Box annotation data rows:
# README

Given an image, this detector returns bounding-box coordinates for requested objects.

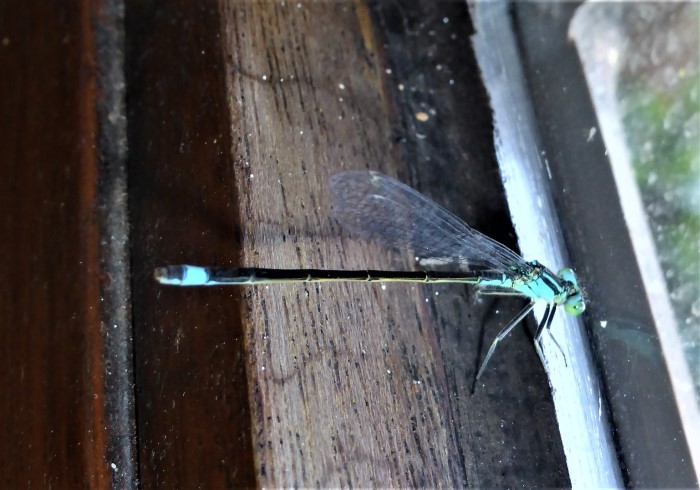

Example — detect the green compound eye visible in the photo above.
[559,267,586,316]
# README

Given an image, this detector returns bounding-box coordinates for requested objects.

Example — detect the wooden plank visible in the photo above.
[0,1,134,488]
[127,2,567,487]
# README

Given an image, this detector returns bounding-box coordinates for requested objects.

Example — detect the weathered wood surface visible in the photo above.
[127,2,567,487]
[0,1,134,488]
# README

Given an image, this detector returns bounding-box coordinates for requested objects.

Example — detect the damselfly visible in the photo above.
[154,171,585,379]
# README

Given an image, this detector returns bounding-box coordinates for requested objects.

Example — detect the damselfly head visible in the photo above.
[559,268,586,316]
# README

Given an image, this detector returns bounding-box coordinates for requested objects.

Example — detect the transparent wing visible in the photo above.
[330,171,531,275]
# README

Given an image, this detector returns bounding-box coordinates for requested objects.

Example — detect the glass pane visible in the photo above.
[570,2,700,428]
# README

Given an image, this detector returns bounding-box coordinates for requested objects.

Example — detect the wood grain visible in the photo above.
[0,1,134,488]
[127,1,567,487]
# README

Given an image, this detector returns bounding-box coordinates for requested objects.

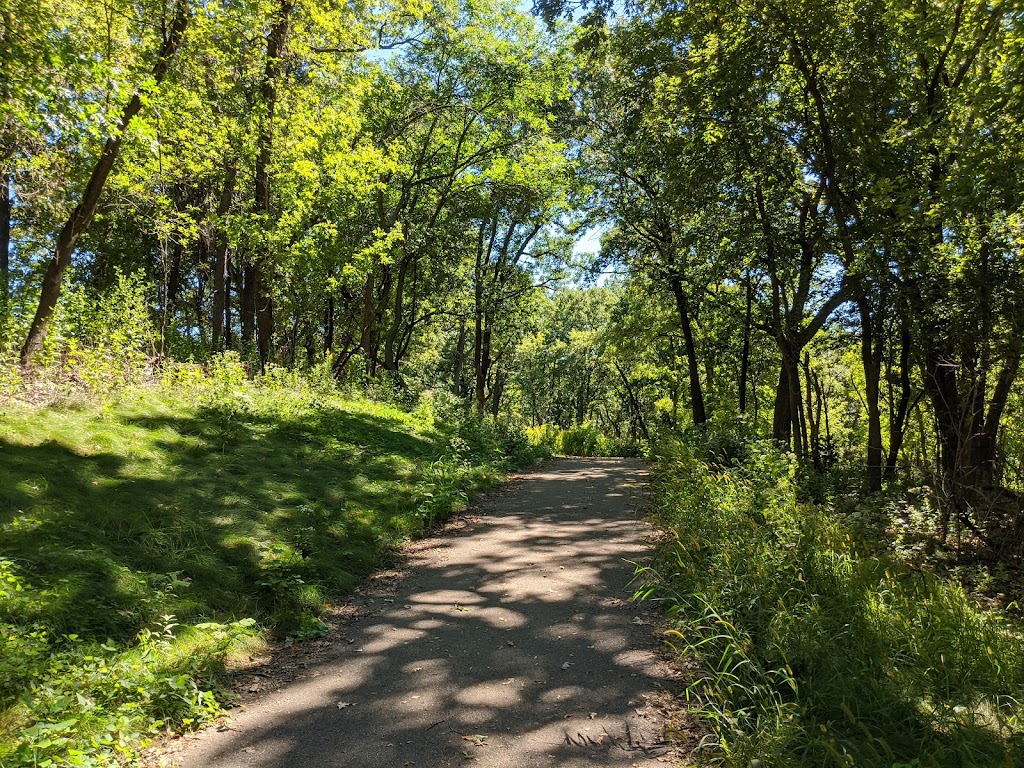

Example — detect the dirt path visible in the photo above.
[164,459,671,768]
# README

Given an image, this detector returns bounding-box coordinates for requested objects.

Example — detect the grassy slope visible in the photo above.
[0,382,507,764]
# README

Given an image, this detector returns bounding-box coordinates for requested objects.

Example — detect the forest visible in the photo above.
[0,0,1024,768]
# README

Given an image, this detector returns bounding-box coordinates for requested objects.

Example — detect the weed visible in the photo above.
[641,435,1024,768]
[0,362,531,768]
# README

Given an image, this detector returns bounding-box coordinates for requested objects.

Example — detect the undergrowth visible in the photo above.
[641,430,1024,768]
[0,352,545,768]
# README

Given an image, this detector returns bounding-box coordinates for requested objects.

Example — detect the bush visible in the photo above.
[642,434,1024,768]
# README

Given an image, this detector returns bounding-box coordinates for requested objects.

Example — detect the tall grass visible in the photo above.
[643,433,1024,768]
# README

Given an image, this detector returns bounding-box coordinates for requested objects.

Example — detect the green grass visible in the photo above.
[0,365,528,766]
[644,434,1024,768]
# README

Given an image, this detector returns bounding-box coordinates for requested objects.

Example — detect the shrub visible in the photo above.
[641,435,1024,768]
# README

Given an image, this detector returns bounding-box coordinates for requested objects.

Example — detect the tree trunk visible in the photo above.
[669,274,708,426]
[239,263,256,346]
[885,317,911,477]
[452,317,466,397]
[22,0,190,365]
[384,257,411,371]
[254,0,294,369]
[739,272,754,416]
[210,163,239,351]
[324,296,334,357]
[359,269,377,376]
[0,171,13,311]
[857,296,885,494]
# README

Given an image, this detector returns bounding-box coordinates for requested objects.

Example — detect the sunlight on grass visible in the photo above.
[0,360,544,765]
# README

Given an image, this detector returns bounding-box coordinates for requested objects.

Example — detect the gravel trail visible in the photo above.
[160,459,672,768]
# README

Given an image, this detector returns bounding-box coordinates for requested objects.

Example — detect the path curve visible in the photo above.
[164,459,670,768]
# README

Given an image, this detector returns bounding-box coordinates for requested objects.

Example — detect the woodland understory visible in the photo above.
[0,0,1024,768]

| Task prompt |
Copy all of the rows above verbatim, leaving out the pictures.

| Completed exercise |
# README

Given an image, this detector returns bounding-box coordinates for requested objects.


Example — detect the green compound eye visible in the photo above.
[559,267,586,316]
# README

Given an image, this detector returns bounding-box coordinates for requested objects.

Example — detect the wooden plank visible in the photo above.
[0,1,134,488]
[127,2,567,487]
# README

Given an image, this detector returns bounding-box coordinates for requested objects.

Example — detect the weathered wood surface visible in the photo above.
[127,2,567,487]
[0,1,134,488]
# README

Given an image, this detector returns bounding-box coordinates for requested objects.

Example — detect the damselfly visible in the photo above.
[154,171,585,379]
# README

Given an image, this detector returns bounding-box coordinates for requested objects.

Example — detect the damselfly head visible in the photo above.
[559,268,586,316]
# README

Given an image, this detector returns bounding-box coordinates for requested objects.

Example — detect the transparent wing visible in the photo above.
[330,171,531,275]
# README

Given an image, this detector returns bounding-box coordinates for requested objects.

Example — detect the glass pane visible in the photo above.
[570,2,700,428]
# README

Given an image, this detector returns bounding-box coordinates for requested objects.

Example — detect the wood grain visible in the photo above.
[0,1,134,488]
[127,1,567,487]
# README

Given an image, this detector returns bounding-box coordinates for requested objects.


Example — detect the dirt path visible in the photo above.
[164,459,671,768]
# README

Given an image, this detector returns bounding-box coordinates for requested objects.

Example — detect the grassy slope visible in the photo above.
[0,382,507,764]
# README

Given an image, this detector returns bounding-box coordinates for requested objects.

Example — detect the forest visible in the photo above.
[0,0,1024,768]
# README

Given an image, this detector returns bounding-box coordinates for requested objects.

Example — detect the weed visible in the photo above.
[641,435,1024,768]
[0,362,531,768]
# README

Given an image, this detector returns bounding-box coordinates for requested objects.

Example — detect the undergrowth visible in the photo above.
[641,430,1024,768]
[0,352,545,768]
# README

Given an image, this detector returns bounding-box coordinates for requested objects.

Example — detect the bush visible in the photo above.
[642,434,1024,768]
# README

Given an image, this detector returns bounding-box coordinates for requested objects.

Example — detect the tall grass visible in the photo above.
[643,433,1024,768]
# README

Given an image, this detector returns bounding-box coordinates for requested objects.

Example — detect the green grass visible in the photo above.
[0,365,528,766]
[644,434,1024,768]
# README

Given an image, this detector returns bounding-box coordinates for requested objects.

Example — detect the shrub visible in the photo above.
[641,435,1024,768]
# README

Given an image, this detector returns bounding-box coordinates for requested objects.

Example — detect the tree trunk visible in the photo above.
[669,274,708,426]
[239,263,256,346]
[885,317,911,477]
[452,317,466,397]
[22,0,190,365]
[384,257,411,371]
[254,0,294,369]
[739,272,754,416]
[210,163,239,351]
[324,296,334,357]
[359,269,377,376]
[0,171,13,311]
[857,296,885,494]
# README

Given an image, this detector returns bounding-box coordinates for requested objects.

Example — detect the sunlight on grass visible in the photo above.
[0,360,544,765]
# README

Given an image, this detector returns bounding-box coordinates for requested objects.

Example — detect the gravel trail visible in the photo above.
[160,459,672,768]
# README

Given an image, this detector returns bounding-box coordinates for requested objects.

Example — detect the path curve visible in the photo above.
[164,459,670,768]
# README

Given an image, this detector returns bounding-box coordinates for requested objects.

Example — detect the woodland understory visible in the photo above.
[0,0,1024,768]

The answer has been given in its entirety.